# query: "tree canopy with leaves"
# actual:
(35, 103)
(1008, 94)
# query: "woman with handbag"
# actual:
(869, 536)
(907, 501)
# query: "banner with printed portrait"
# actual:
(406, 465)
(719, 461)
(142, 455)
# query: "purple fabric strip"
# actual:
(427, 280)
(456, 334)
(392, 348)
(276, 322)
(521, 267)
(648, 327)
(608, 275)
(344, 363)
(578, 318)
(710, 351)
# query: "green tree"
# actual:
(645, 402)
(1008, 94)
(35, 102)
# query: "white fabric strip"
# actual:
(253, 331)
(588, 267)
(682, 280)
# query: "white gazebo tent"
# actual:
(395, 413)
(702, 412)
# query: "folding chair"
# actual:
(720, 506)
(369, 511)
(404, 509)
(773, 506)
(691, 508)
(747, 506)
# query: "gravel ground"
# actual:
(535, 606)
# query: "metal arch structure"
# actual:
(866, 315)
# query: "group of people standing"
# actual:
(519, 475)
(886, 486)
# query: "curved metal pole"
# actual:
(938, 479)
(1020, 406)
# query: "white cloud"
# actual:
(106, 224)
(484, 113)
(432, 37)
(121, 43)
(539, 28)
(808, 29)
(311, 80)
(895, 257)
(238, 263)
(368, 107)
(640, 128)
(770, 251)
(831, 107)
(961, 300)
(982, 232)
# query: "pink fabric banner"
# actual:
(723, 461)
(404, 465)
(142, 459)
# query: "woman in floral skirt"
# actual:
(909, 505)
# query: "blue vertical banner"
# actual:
--
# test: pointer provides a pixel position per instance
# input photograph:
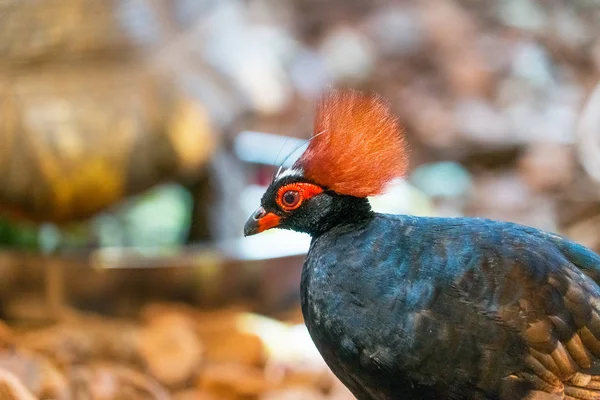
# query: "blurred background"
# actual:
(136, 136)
--
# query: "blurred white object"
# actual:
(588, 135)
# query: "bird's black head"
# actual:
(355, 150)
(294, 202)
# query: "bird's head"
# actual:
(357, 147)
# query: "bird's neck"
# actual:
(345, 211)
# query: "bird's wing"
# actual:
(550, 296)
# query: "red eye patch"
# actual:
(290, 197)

**To do**
Please return a copy of each line in the entries that has the string "tree".

**Finished exercise**
# query: "tree canopy with leaves"
# query: "green tree"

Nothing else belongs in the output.